[start Information provided]

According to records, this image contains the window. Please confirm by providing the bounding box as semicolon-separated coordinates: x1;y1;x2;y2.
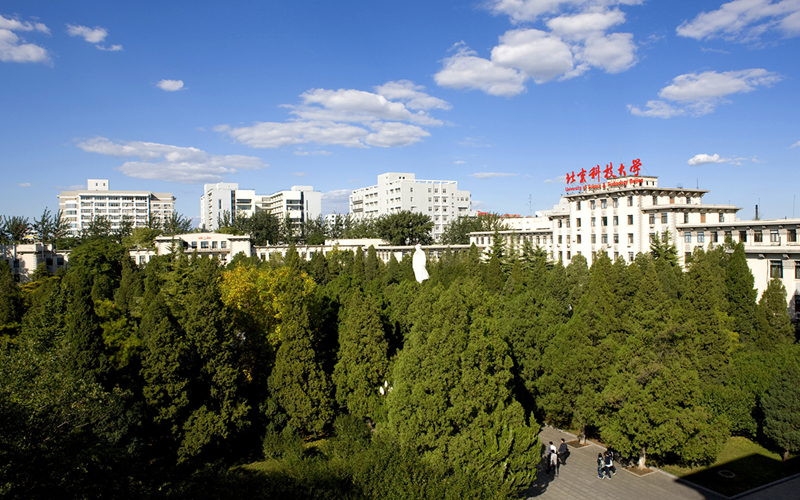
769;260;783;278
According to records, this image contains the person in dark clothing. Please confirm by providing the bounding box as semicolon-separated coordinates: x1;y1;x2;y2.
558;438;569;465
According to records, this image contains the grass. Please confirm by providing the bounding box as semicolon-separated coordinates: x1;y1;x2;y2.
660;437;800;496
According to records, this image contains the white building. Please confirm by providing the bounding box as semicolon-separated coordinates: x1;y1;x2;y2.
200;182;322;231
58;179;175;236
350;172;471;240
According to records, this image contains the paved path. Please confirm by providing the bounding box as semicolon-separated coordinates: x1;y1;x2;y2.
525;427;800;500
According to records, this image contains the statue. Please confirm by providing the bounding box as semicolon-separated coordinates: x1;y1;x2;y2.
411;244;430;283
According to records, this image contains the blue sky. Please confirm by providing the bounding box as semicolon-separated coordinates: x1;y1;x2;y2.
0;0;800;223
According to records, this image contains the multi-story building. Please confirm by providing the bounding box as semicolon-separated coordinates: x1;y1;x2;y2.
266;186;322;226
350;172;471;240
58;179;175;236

[end Information provided]

== Objective ==
Pick out each line of the entries above that contains the word "building", with matching case, and copy those lines.

== Result of this task ==
According to records, this image contains the white building. Please confirm by providing the bounding box as semicolon-separated coordinates: x1;y1;x2;y2.
According to records, this image contains the multi-story building. Please confirm by providing the bounding box as semicolon-separated coordinates: x1;y1;x2;y2.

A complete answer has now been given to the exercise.